◆ 課題 A:
抜粋のうち、「そして戦争が続く以上、「兵は」を含む箇所から書き始め、「も薩摩守は怒りを禁じ得ない。」まで書いたところで止めて、一字も変えずに打ち直しなさい。
◆ 課題 B:
次の(i)〜(iii)が抜粋の内容と合っているかを「はい」か「いいえ」で答え、判断の決め手となる抜粋の語句をそのまま引用しなさい。
(i) 筆者は、戦史が今日も綴られ続けていると述べている。
(ii) 筆者は、勝利を得る過程の「騙し」も一切認められないとしている。
(iii) 筆者は、「人類の歴史とは戦争の歴史である」と断ずる人々はほとんどいないと述べている。
==== 抜粋 ====
反故にするんじゃねぇ!

 「人類の歴史とは戦争の歴史である。」と断ずる人々が少なからず存在する。
 確かに、近現代まで多くの国々が他国との戦争、もしくは自国での内紛と無関係であり得ず、誠に残念ながら戦史は今日も綴られ続けている。

 「人類史=戦史」の構図は一日も早く廃れて欲しいが、この構図は存在していなかったら、この房は『戦国房』とは名付けられていなかっただろう(苦笑)。
 そして戦争が続く以上、「兵は詭道(騙し)なり」という言葉のように、争いに「騙し」は付き物となっている。

 だが、勝利を得る過程の「騙し」は、ある程度はやむを得ない物としても、「争いを沈める為の話し合い中の謀略」、「争いを終えて和睦した後の騙し」、「争わない為の双方の決まりごとに対する蹂躙」−所謂「反故」は誰が誰に対して行ったものでも薩摩守は怒りを禁じ得ない。
==== 提示資料 ====
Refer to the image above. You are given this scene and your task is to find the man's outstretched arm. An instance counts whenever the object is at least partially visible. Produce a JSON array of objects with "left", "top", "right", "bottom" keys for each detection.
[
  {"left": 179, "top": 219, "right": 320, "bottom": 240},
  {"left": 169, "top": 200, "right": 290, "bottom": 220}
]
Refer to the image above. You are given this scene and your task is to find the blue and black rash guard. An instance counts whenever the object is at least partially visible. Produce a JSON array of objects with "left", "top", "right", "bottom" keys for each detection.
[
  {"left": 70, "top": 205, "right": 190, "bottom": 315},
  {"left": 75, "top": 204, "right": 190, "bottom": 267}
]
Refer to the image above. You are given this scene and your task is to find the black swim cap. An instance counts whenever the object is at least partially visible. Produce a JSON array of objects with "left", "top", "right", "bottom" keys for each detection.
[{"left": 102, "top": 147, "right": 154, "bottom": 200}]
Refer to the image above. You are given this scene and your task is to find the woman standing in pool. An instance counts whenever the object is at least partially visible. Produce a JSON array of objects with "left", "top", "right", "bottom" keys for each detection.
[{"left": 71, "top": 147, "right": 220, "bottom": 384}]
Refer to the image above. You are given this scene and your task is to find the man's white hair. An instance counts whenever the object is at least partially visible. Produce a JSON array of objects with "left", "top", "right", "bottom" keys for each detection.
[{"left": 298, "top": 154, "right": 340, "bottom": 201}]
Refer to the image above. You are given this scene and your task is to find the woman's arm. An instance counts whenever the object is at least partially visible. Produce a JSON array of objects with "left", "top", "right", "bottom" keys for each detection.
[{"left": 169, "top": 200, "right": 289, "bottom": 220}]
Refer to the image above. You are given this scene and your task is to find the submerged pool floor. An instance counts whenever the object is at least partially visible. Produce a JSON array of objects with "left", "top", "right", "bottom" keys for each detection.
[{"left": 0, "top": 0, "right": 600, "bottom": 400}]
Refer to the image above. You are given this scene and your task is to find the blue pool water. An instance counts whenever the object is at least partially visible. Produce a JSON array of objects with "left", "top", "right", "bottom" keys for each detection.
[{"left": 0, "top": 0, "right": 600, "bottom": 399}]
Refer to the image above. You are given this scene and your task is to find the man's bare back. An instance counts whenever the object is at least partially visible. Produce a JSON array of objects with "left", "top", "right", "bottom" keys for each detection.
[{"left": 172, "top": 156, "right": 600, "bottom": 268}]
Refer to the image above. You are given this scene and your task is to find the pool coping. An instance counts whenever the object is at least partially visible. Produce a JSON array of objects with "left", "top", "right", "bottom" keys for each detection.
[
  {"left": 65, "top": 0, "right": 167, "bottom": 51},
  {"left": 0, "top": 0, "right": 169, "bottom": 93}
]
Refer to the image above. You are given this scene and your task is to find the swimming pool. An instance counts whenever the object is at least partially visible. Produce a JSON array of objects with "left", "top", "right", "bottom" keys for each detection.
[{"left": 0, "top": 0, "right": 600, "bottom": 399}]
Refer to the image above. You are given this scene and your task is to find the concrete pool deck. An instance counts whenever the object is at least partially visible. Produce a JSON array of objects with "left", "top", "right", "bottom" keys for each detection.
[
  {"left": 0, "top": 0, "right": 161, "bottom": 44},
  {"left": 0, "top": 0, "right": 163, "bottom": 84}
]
====
◆ 結果 A:
そして戦争が続く以上、「兵は詭道(騙し)なり」という言葉のように、争いに「騙し」は付き物となっている。

 だが、勝利を得る過程の「騙し」は、ある程度はやむを得ない物としても、「争いを沈める為の話し合い中の謀略」、「争いを終えて和睦した後の騙し」、「争わない為の双方の決まりごとに対する蹂躙」−所謂「反故」は誰が誰に対して行ったものでも薩摩守は怒りを禁じ得ない。

◆ 結果 B:
(i) はい。「誠に残念ながら戦史は今日も綴られ続けている」
(ii) いいえ。「ある程度はやむを得ない物としても」
(iii) いいえ。「少なからず存在する」